*To-do list:*
a) From the article on the SRA's updated sanctions guidance, copy word for word the passage that opens with the words containing "The financial sanctions" and closes with "handles trade-related enforcement.".
b) According to the article on the SRA's sanctions guidance, which Act made breaching financial sanctions a strict liability offense?
c) Resume the article on the SRA's updated financial sanctions guidance, starting after its final sentence.
— Start of Text provided —
SRA’s Updated Financial Sanctions Guidance

sanctions liability, SRA

The Solicitors Regulation Authority (SRA) has recently updated its guidance on the UK financial sanctions regime, with the latest version published on 1 May 2025. This follows a period of increasing regulatory scrutiny in the area of financial sanctions, fuelled by international developments and the UK government’s desire to strengthen compliance and enforcement. The revised guidance aims to provide clarity for solicitors and firms on their obligations under the regime, especially in light of evolving expectations and the strict liability nature of financial sanctions breaches.

This article looks at the main changes covered in the updated guidance and considers how firms can adapt their systems and controls to ensure effective implementation.

The UK Financial Sanctions Framework: A Brief Recap

The financial sanctions regime is part of the UK government’s broader system of sanctions designed to achieve foreign policy and national security objectives. The measures can include asset freezes, prohibitions on financial services, restrictions on trade, immigration bans, and transport-related sanctions. The Office of Financial Sanctions Implementation (OFSI) is responsible for enforcing financial sanctions, while the Office of Trade Sanctions Implementation (OTSI) handles trade-related enforcement.

Crucially, under the Sanctions and Anti-Money Laundering Act 2018 and related statutory instruments, it is a criminal offence to breach financial sanctions. When first implemented the offence would only have arisen if the breach had been committed intentionally or recklessly, but this was elevated into an offence of strict liability by the Economic Crime (Transparency and Enforcement) Act 2022. This Act was rushed through the Parliamentary processes in the immediate aftermath of the Russian invasion of Ukraine and took effect in the June of that year.

Since this is now an offence of strict liability, there is therefore the risk of liability or censure by the SRA even if the firm did not intend to commit an offence or failed to realise that they were doing so. This has even opened up such risks in relation to any dealings with a sanctioned person who is a counterparty to a matter that the firm is acting in, rather than in relation to just its own client. As such, although the risks of ever encountering such a person might be extremely slight for most firms, nevertheless it is important that all solicitors should take steps to mitigate the risk of contravening these now more burdensome regulations.

So far as inadvertent breaches of the regime are concerned, the SRA has stated that it will “take a view” as to whether to prosecute.  In such cases, if the firm can show that it is aware of what is required, and has taken active steps to ensure compliance, it would have to be hoped that a more sympathetic approach would be adopted. It is also important to stress that liability can arise in relation to any dealings that firms might have with their clients or others and is not limited to those areas of advice that fall within the regulated sector for anti-money laundering compliance under the Money Laundering Regulations 2017.

Key Sanctions Changes in the May 2025 SRA Guidance

One of the most significant developments in the updated SRA guidance is a reorganisation of the content. The structure has been revised so that the core principles, which apply to all firms, are now clearly set out first. These are then followed by sections aimed at firms more likely to be affected by the provisions in practice, such as those dealing with international clients or those that have exposure to high-risk jurisdictions.
— End of Text provided —
— Start of Data entries —
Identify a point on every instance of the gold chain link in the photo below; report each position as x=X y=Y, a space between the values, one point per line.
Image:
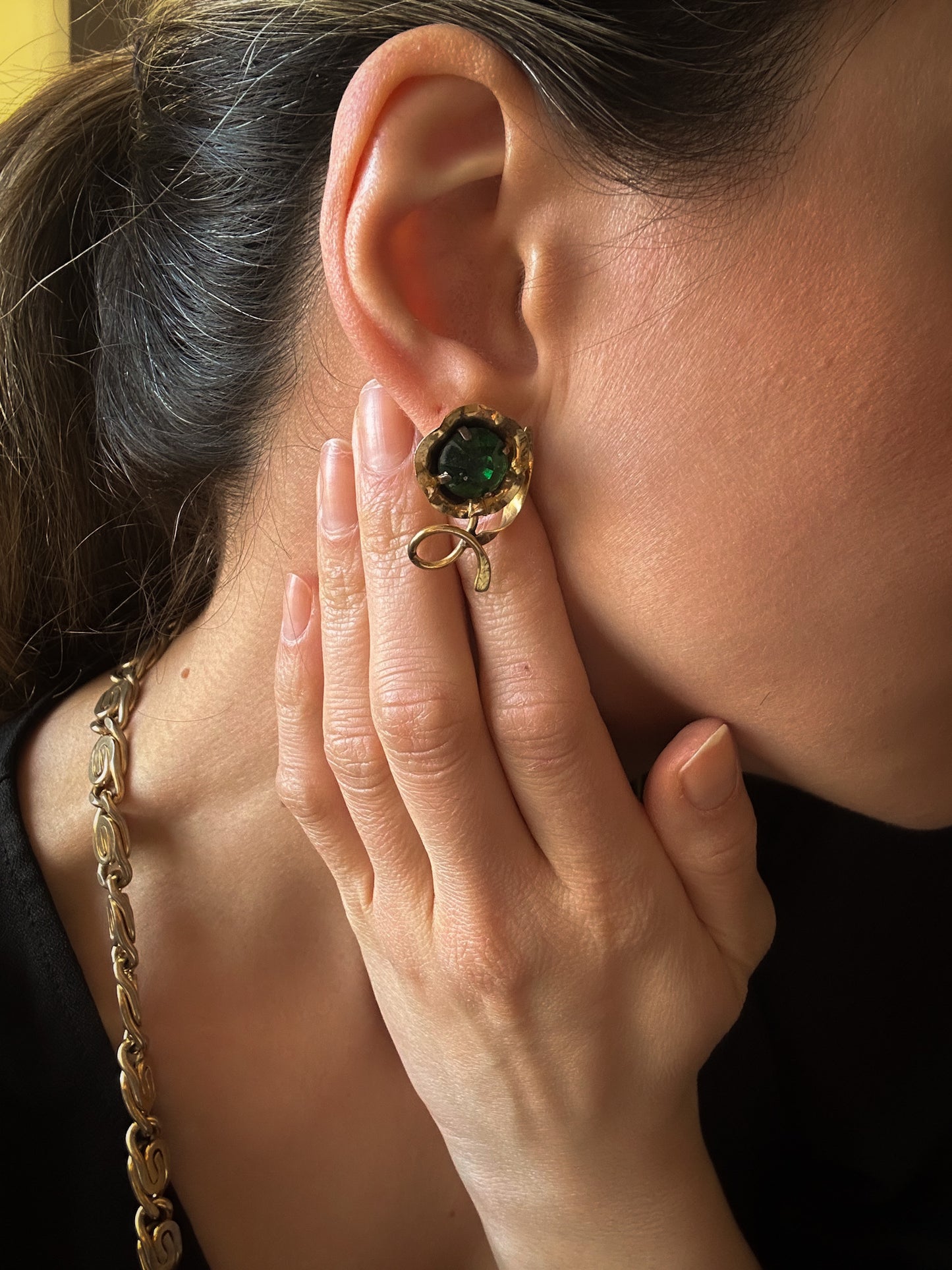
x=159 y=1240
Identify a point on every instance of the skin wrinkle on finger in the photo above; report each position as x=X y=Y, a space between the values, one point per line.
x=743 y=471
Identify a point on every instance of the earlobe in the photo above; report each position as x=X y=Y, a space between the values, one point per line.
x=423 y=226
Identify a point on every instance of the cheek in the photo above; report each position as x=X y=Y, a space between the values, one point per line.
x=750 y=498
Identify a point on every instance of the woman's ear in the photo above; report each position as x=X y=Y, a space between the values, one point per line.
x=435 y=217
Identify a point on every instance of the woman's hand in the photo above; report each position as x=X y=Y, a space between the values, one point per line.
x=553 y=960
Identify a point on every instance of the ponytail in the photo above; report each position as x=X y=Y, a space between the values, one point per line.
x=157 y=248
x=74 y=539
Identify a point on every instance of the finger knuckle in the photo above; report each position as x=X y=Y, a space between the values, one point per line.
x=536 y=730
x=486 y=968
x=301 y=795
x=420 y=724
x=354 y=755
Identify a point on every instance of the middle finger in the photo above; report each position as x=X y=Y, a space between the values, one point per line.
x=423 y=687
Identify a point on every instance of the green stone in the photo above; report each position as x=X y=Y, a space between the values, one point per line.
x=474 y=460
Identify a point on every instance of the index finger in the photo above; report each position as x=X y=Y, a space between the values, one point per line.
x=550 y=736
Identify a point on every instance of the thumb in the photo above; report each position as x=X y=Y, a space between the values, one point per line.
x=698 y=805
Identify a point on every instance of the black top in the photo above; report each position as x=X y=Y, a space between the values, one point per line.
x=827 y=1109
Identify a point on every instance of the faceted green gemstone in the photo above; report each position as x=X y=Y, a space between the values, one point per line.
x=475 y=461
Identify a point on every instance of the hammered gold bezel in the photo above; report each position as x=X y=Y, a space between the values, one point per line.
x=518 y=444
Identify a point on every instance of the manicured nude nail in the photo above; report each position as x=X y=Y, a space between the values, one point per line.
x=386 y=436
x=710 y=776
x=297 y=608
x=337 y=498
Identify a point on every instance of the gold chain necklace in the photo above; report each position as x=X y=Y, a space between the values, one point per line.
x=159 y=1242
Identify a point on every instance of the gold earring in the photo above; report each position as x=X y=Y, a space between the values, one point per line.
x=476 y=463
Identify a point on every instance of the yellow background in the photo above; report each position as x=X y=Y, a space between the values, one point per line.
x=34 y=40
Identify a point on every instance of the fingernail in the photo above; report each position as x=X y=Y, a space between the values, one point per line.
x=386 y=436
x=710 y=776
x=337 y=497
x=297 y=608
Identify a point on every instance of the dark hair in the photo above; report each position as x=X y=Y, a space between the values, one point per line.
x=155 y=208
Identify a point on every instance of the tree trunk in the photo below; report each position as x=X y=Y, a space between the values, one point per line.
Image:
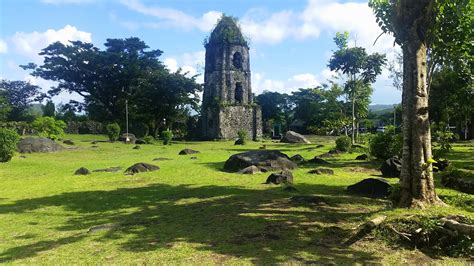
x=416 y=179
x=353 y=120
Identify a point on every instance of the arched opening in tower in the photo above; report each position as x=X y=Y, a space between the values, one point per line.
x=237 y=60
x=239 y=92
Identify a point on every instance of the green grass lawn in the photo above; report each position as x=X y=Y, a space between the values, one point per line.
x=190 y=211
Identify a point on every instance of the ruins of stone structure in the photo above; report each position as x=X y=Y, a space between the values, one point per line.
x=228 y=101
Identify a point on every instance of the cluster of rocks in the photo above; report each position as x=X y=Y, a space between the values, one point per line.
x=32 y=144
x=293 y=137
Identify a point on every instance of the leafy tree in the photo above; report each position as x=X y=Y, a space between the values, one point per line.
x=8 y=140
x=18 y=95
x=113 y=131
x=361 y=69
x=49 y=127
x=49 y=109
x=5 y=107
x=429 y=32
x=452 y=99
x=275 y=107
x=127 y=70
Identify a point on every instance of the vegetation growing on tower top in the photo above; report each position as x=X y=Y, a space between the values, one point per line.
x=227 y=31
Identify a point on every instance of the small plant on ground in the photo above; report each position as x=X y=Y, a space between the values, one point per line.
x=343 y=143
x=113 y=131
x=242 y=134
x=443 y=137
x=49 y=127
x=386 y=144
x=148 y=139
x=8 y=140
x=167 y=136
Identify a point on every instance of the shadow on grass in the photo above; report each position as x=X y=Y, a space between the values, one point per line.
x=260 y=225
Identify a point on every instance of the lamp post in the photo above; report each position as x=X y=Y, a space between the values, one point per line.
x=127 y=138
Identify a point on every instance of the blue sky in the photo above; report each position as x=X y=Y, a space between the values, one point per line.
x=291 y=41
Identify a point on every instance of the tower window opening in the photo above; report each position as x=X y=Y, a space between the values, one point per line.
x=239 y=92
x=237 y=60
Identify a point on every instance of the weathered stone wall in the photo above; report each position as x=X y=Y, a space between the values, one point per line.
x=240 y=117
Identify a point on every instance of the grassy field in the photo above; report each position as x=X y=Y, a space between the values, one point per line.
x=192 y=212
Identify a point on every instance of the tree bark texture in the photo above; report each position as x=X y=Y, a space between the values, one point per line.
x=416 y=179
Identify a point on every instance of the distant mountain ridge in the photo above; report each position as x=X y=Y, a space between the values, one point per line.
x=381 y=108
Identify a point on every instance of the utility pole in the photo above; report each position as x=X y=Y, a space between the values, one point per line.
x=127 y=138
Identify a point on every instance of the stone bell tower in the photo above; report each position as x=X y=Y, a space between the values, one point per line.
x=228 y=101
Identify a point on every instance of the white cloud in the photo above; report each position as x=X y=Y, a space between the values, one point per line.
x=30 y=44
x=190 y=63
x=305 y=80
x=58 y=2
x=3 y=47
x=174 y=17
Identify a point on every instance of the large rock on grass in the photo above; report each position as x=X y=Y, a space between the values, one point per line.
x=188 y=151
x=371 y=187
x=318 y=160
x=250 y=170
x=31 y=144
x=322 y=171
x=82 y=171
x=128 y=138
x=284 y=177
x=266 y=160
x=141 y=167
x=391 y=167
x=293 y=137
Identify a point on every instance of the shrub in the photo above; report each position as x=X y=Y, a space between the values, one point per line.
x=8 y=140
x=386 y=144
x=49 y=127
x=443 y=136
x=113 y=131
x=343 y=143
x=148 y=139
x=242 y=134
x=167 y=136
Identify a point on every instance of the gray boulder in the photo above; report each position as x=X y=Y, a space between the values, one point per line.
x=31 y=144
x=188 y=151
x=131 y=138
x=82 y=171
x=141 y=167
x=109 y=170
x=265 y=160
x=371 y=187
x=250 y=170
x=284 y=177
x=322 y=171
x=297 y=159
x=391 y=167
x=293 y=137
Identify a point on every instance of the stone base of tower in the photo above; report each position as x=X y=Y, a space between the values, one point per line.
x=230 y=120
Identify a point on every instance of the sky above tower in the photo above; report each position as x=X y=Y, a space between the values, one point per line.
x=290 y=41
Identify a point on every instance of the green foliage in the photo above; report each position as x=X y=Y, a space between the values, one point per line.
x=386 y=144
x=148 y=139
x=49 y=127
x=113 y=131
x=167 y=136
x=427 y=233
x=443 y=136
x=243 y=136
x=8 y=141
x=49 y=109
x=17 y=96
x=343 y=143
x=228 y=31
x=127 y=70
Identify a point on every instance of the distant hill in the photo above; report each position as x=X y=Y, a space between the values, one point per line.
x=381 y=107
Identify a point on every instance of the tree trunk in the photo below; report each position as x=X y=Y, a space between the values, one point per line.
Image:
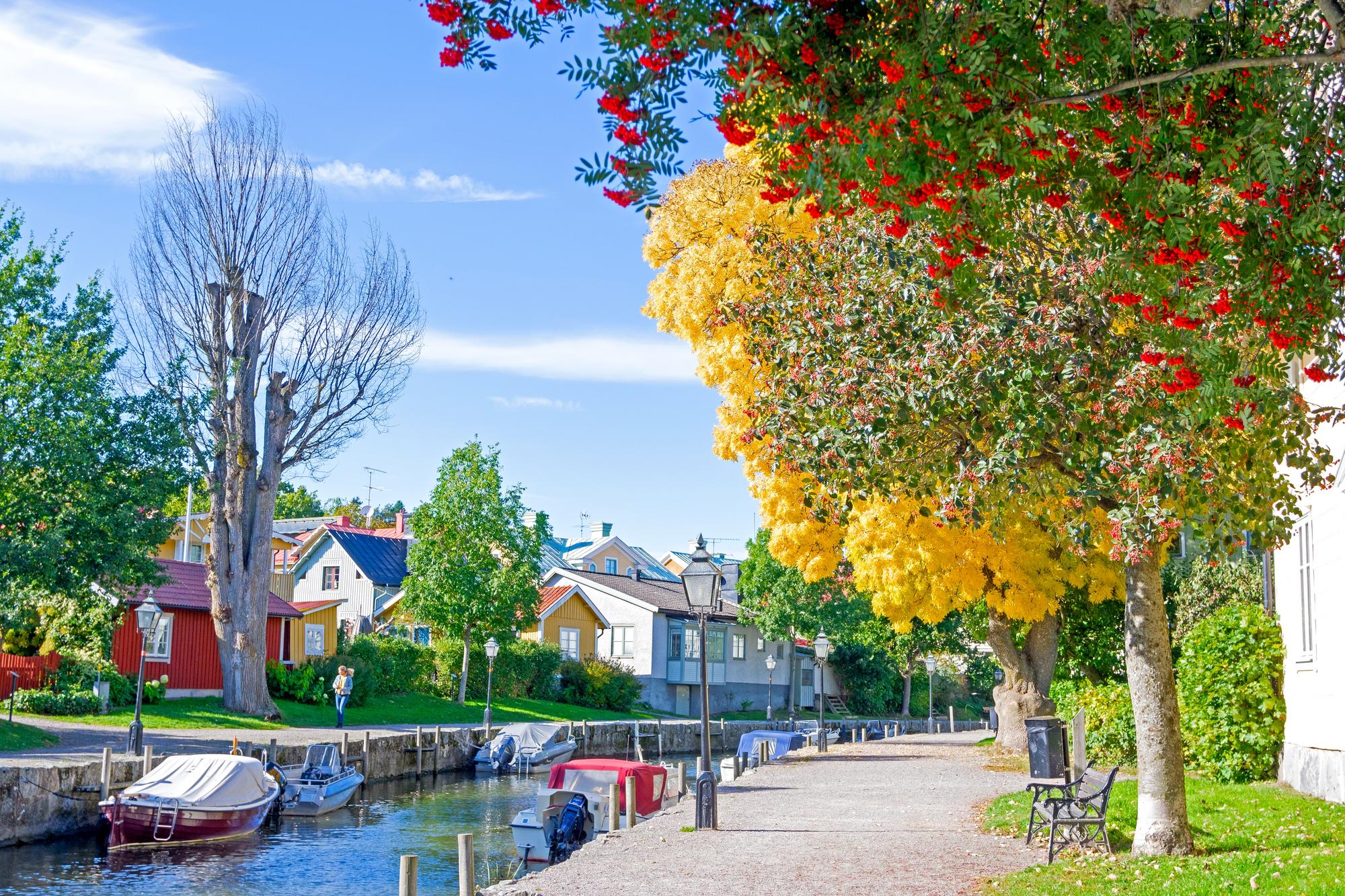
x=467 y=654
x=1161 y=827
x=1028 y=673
— End of Data entries —
*Expected answers:*
a)
The financial sanctions regime is part of the UK government’s broader system of sanctions designed to achieve foreign policy and national security objectives. The measures can include asset freezes, prohibitions on financial services, restrictions on trade, immigration bans, and transport-related sanctions. The Office of Financial Sanctions Implementation (OFSI) is responsible for enforcing financial sanctions, while the Office of Trade Sanctions Implementation (OTSI) handles trade-related enforcement.

b) The Economic Crime (Transparency and Enforcement) Act 2022.

c)
The updated guidance also incorporates insights from the SRA’s recent thematic reviews and supervisory visits. These show how compliance can be maintained across a range of firm types and sizes. For example, the SRA notes that firms with well-documented screening procedures and staff training programmes were more likely to identify and manage potential sanctions risks early.

A notable addition is a detailed case study which illustrates how a firm, despite having no previous contact with sanctioned individuals, found itself involved in a matter with sanctions implications. This highlights the increasing complexity of global transactions and underlines the need for heightened vigilance, even in apparently low-risk work.

The guidance also expands on warning signs and “red flags” that firms should consider when assessing client risk. These include behaviours that suggest attempts to circumvent sanctions, such as clients seeking to use multiple intermediaries, requesting transactions involving opaque ownership structures, or displaying reluctance to provide identification. In addition, the guidance now confirms that firms should carry out sanctions screening not only on clients, but also on staff and when recruiting them in particular.

The SRA has gone on to clarify its expectations around reporting obligations. There is guidance on how to report to the SRA itself—separate from reporting obligations to OFSI or other bodies. This reflects the regulator’s growing interest in how firms deal with potential sanctions breaches internally, and how they communicate issues when they do arise.

Additional clarifications have been made to references concerning ownership and control. In particular, the SRA has corrected earlier references to the 50% ownership threshold, ensuring consistency with the legal definition of control under UK sanctions legislation. Firms should be especially alert to situations where designated persons may exert control through indirect means, such as through family members or corporate structures.

The guidance also includes further explanation of the licensing provisions. It is possible to continue to act for a designated person if a licence to do so has been obtained from OFSI in which case the firm must ensure that all conditions of that licence are strictly followed. This includes reporting, record-keeping, and compliance with specific terms about the nature and scope of the legal services provided.

Implications for Firms

Solicitors must ensure that client due diligence (CDD) procedures are robust enough to identify individuals or entities subject to sanctions. This is especially critical when acting for corporate clients, where beneficial ownership or controlling interests might not be immediately visible.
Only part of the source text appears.